__Source text__:

###

The license and rights to sell plans for the Cassutt were recently purchased by Creighton King of Salt Lake City, Utah, and he hopes to continue to provide builder support, parts, and plans to keep this enduring design going for those who still have that desire to go fast and do it on a budget. We recently caught up with King at his airport facility south of the Great Salt Lake, and took advantage of the chance to fly his aircraft, look at his facility, and talk about his plans for the future.

Classic Construction

The Cassutt was designed in a day when wood, steel tubes, and fabric still ruled the homebuilding world. If you wanted to build one from plans, the first thing you had to do was enroll in a welding class at a nearby vo-tech school or junior college. When you finished welding up the fuselage, it was time to dust off the woodworking skills and start on the Hershey-bar wing, cutting all of the little bits for ribs, gluing and tacking them together, and then covering the whole thing with plywood. Finally, the entire plane needed dope and fabric—classic construction for a classic airplane.

###

__Supplied entries__:
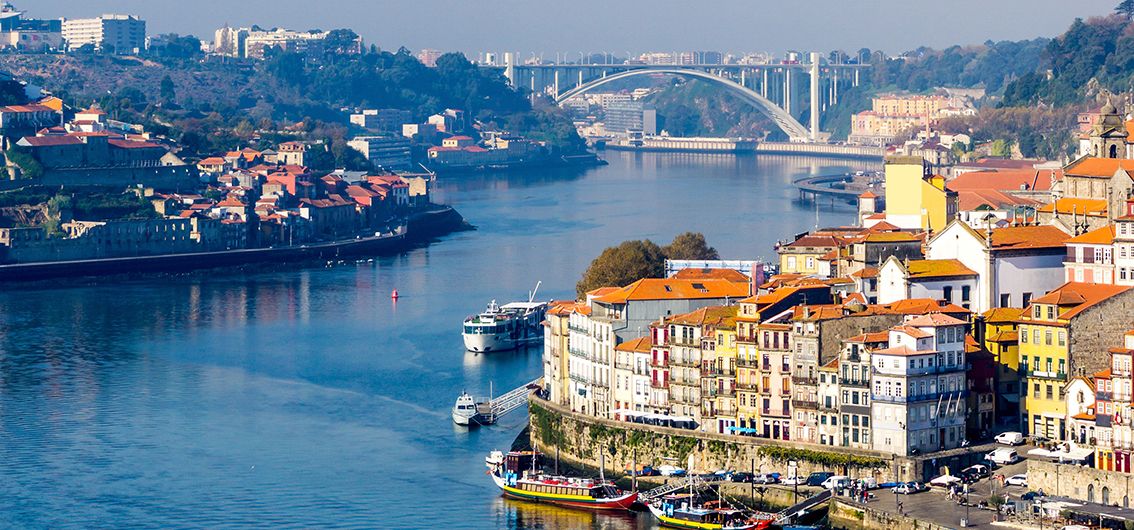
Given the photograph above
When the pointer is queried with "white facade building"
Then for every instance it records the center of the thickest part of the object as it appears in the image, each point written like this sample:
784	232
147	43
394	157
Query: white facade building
118	33
1013	263
917	387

###

__Stated exercise__: In the Cassutt article, who recently bought the license and rights to sell plans for the Cassutt? The records have no connection to the Cassutt article.

__Output__: Creighton King of Salt Lake City, Utah.